**Problem**. For any picture in the lines below, please leave it out and copy the rest exactly.

**Stored data**.
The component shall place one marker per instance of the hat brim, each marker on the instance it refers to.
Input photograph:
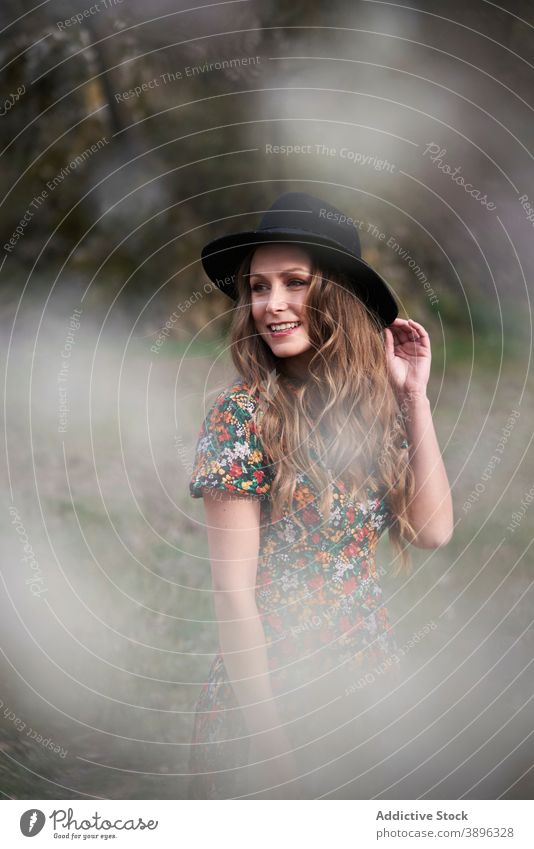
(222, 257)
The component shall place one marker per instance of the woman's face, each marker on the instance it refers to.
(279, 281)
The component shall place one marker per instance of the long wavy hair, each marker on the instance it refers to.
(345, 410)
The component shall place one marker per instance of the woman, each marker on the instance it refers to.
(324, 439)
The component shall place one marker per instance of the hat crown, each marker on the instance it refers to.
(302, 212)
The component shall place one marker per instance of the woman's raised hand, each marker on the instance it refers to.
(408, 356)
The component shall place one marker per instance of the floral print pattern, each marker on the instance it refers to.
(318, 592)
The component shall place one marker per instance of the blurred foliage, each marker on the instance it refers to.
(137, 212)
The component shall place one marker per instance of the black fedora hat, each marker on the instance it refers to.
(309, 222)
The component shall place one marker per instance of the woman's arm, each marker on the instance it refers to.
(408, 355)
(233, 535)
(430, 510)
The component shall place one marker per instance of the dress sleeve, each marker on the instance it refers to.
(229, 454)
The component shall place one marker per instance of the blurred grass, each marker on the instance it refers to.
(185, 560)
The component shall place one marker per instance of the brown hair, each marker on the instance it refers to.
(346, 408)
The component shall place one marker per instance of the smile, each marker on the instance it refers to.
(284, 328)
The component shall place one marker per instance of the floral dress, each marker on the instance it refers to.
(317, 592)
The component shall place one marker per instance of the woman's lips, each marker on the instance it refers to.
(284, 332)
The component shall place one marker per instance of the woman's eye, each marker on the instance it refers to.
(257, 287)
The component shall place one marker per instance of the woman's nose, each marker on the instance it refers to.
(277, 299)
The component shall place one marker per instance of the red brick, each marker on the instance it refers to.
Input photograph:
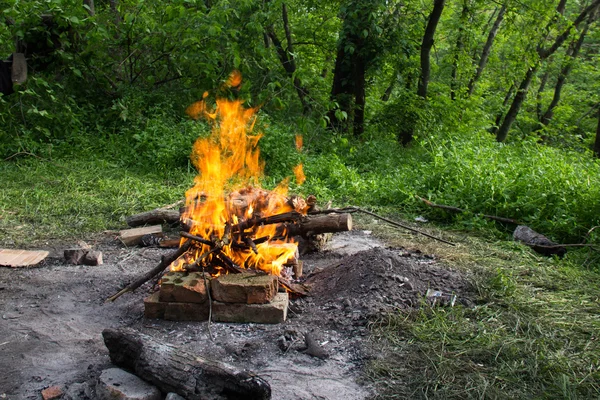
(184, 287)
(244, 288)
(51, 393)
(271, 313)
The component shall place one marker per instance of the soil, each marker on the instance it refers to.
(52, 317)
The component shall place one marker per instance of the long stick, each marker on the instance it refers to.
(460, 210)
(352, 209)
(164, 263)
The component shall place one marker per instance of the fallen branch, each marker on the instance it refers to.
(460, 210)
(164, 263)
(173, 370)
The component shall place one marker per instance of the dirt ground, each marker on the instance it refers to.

**Exercise output**.
The component shall place one marker per instance of the hat brim, each marker on the instance it refers to.
Input photograph:
(222, 257)
The component shall place one marker per instance of the woman's face, each marker on the instance it refers to.
(279, 281)
The component shall place one marker per instance of the long wavy hair, each marker on the instance it refers to.
(345, 410)
The component shall place one marker per instance of the woman, each marker on the instance it refers to.
(324, 439)
The component shall place one marker per instance of the hat crown, each marker on the instance it refers to.
(302, 212)
The component shall place one marker per instance of the woman's raised hand, each marker on the instance it refers to.
(408, 356)
The component shall place one marker per instance of the floral print pattern, each marker on the instance it refers to.
(318, 592)
The component shall place one marker per instance of the blurred foliage, each marker on the instance it refers to.
(137, 212)
The component shall place one marker per instance of the black fedora hat, each marker on the instance it refers to.
(309, 222)
The component shall place one marker per instance of the woman's arm, each marker on the instance it refers to.
(408, 355)
(233, 535)
(430, 510)
The component shall place one marker per instance of the dress sleeve, each marker on the instance it refers to.
(229, 454)
The component shall place one marker per instance of the blurred grass, each marker on the instance it refers to.
(185, 560)
The component shall place one marker per instance of the brown hair, each marker on the instance it refers to.
(346, 408)
The component shall place one marker per instance of the smile, each marker on the instance it refers to.
(284, 328)
The component shall place one marker per instance of the floral dress, each marker on the instance it refers to.
(317, 592)
The component shall place one marker per instance of the woman's lips, each marker on the instance it refers to.
(284, 332)
The component shall place one marker per instance of the woman's eye, each marker on the instance it refers to.
(257, 287)
The component shall place one marker per instance of the woman's nose, each marker on the instance it refers to.
(277, 299)
The component shall place one marker per instance of the red brick, each marker on the instance it refers to.
Input photograph:
(184, 287)
(244, 288)
(51, 393)
(271, 313)
The component shall place one marker per instance of the soil, each marker on the instance it refers to.
(52, 317)
The component shall place one marker per instance of the long stick, each marker on the instance it refers to.
(460, 210)
(352, 209)
(164, 263)
The component shall place one marker per instance of the fallen branch, each marker on the instance it refers to.
(460, 210)
(164, 263)
(173, 370)
The component shall place one marker per instance of the dirt ground, each marker on the instance it refers to.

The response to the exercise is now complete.